A word-for-word copy of the entries below is required.

• Dataset records:
- - -

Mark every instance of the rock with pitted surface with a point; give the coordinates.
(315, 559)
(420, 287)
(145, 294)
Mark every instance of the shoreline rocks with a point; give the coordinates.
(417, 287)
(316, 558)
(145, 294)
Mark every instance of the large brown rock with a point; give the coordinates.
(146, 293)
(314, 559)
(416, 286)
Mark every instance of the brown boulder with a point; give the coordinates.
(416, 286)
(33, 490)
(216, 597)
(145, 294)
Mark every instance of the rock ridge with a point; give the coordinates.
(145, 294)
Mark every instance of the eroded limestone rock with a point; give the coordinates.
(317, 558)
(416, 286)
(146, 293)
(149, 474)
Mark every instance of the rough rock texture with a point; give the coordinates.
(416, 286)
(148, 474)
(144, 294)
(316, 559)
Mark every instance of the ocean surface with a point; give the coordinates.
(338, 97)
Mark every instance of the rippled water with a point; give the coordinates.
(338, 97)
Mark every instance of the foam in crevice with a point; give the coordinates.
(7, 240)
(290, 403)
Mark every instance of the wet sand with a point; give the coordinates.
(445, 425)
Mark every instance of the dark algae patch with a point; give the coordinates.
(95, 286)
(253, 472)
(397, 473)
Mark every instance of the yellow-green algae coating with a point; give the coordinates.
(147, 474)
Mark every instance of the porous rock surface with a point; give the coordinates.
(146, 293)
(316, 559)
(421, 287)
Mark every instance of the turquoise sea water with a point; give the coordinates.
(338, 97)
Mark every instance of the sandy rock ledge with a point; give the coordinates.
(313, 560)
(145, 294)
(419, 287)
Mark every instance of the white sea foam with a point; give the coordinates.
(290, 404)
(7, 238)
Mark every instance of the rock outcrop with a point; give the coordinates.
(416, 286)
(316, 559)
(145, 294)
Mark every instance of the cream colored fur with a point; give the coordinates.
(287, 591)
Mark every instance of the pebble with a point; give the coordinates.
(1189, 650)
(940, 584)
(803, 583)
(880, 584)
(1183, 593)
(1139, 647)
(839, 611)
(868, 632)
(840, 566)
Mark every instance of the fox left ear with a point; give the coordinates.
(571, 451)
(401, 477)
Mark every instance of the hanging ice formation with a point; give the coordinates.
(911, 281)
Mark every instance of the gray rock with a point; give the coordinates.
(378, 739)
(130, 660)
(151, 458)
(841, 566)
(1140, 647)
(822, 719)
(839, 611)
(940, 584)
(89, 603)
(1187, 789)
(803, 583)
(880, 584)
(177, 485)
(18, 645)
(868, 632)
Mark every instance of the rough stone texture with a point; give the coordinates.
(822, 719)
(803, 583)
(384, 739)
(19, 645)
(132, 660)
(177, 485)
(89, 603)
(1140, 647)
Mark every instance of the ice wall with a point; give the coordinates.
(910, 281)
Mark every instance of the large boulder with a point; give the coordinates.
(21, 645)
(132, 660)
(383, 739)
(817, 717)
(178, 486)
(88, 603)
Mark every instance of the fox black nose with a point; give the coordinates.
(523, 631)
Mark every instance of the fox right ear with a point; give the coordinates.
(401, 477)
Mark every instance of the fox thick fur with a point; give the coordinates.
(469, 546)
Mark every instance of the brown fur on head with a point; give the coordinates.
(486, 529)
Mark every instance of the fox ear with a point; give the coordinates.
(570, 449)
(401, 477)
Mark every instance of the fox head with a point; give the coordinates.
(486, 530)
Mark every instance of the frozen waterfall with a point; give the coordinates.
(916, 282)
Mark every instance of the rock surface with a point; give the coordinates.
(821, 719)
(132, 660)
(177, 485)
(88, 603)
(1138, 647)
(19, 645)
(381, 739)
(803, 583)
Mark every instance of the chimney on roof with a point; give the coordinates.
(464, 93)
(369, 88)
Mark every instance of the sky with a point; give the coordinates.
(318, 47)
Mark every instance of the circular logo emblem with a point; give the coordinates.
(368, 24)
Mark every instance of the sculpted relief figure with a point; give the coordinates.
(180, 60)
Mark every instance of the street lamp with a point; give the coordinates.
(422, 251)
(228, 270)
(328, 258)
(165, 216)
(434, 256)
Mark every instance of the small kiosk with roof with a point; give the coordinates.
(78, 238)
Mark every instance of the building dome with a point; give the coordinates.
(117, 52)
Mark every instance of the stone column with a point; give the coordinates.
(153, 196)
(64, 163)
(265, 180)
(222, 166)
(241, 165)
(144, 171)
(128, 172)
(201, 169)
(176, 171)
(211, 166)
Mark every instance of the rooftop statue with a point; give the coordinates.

- - -

• Finished task:
Mark every instance of the rock with pitted surface with a point; give the coordinates.
(315, 559)
(420, 287)
(145, 294)
Mark every instance of the shoreline rocks with a point; give the coordinates.
(417, 287)
(316, 558)
(145, 294)
Mark every instance of the large brown rock with a point; give the coordinates.
(146, 293)
(314, 559)
(416, 286)
Mark every instance of the brown boulder with a point; give the coordinates.
(416, 286)
(33, 490)
(216, 597)
(145, 294)
Mark every instance of the rock ridge with a point; give the coordinates.
(145, 294)
Mark every instance of the eroded limestone rock with a point; give the coordinates.
(317, 558)
(416, 286)
(146, 293)
(149, 474)
Mark every instance of the rough rock texture with a point; give the coordinates.
(416, 286)
(148, 474)
(144, 294)
(316, 559)
Mark every instance of the ocean surface with a point; give the coordinates.
(338, 97)
Mark every instance of the rippled water with a point; give the coordinates.
(338, 97)
Mark every instance of the foam in crevice with a point; give the coordinates.
(7, 240)
(290, 403)
Mark every instance of the wet sand with a point; give the coordinates.
(445, 425)
Mark every instance of the dark algae patch with a point; give the coordinates.
(95, 286)
(253, 472)
(397, 473)
Mark every instance of the yellow-green algae coating with a point; give the coordinates.
(147, 474)
Mark every instance of the porous rock surface with a point; give the coordinates.
(146, 293)
(316, 559)
(421, 287)
Mark every instance of the turquoise sea water with a point; give the coordinates.
(338, 97)
Mark every instance of the sandy rock ledge with a point; give the coordinates.
(313, 560)
(145, 294)
(419, 287)
Mark every instance of the white sea foam with a point; give the coordinates.
(290, 404)
(7, 238)
Mark every instance of the rock outcrop with a point; give the coordinates.
(416, 286)
(316, 559)
(145, 294)
Mark every instance of the cream colored fur with a point; give the coordinates.
(287, 591)
Mark every instance of the pebble with a point; give the coordinates.
(1189, 650)
(940, 584)
(803, 583)
(880, 584)
(1183, 593)
(1139, 647)
(839, 611)
(868, 632)
(840, 566)
Mark every instance of the fox left ear with a point; give the coordinates.
(571, 451)
(401, 477)
Mark every instance of the hanging ice formation with a point; give the coordinates.
(911, 281)
Mark every instance of the gray rock with a point; give the coordinates.
(378, 739)
(130, 660)
(151, 458)
(841, 566)
(1140, 647)
(822, 719)
(839, 611)
(940, 584)
(89, 603)
(1187, 789)
(803, 583)
(880, 584)
(177, 485)
(18, 645)
(868, 632)
Mark every instance of the rough stone texture with a point; give the coordinates.
(822, 719)
(803, 583)
(384, 739)
(19, 645)
(132, 660)
(177, 485)
(89, 603)
(1140, 647)
Mark every instance of the ice wall with a point; give the coordinates.
(910, 281)
Mark every instance of the large boulder with a point; give the coordinates.
(21, 645)
(132, 660)
(383, 739)
(817, 717)
(178, 486)
(88, 603)
Mark every instance of the fox black nose with a point; give the coordinates.
(523, 631)
Mark every instance of the fox right ear with a point; give the coordinates.
(401, 477)
Mark every instance of the fox thick fur with a point; give the coordinates.
(469, 546)
Mark every instance of the brown fur on head with a point; give the coordinates.
(486, 529)
Mark every instance of the fox ear with a point; give the coordinates.
(570, 449)
(401, 477)
Mark every instance of the fox head with a point; give the coordinates.
(486, 530)
Mark every instance of the frozen waterfall with a point; give the coordinates.
(916, 282)
Mark every instance of the rock surface with a point; give the coordinates.
(821, 719)
(132, 660)
(177, 485)
(88, 603)
(1138, 647)
(19, 645)
(381, 739)
(803, 583)
Mark every instance of the chimney on roof with a point; give the coordinates.
(464, 93)
(369, 88)
Mark every instance of the sky with a point; give the coordinates.
(318, 47)
Mark every instance of the circular logo emblem with a point; give the coordinates.
(368, 24)
Mark every instance of the sculpted relief figure with a point; give the coordinates.
(180, 60)
Mark every instance of the street lamp with a point; give the coordinates.
(422, 251)
(228, 270)
(328, 258)
(165, 216)
(434, 256)
Mark every instance of the small kiosk with roof with a point; give the coordinates.
(78, 238)
Mark every instance of the building dome with a point; give the coordinates.
(117, 52)
Mark every instance of the stone column with a point; give the coordinates.
(153, 196)
(64, 163)
(265, 180)
(222, 166)
(241, 165)
(144, 171)
(128, 172)
(201, 169)
(176, 171)
(211, 166)
Mark every instance of the rooftop statue with a point; give the coordinates.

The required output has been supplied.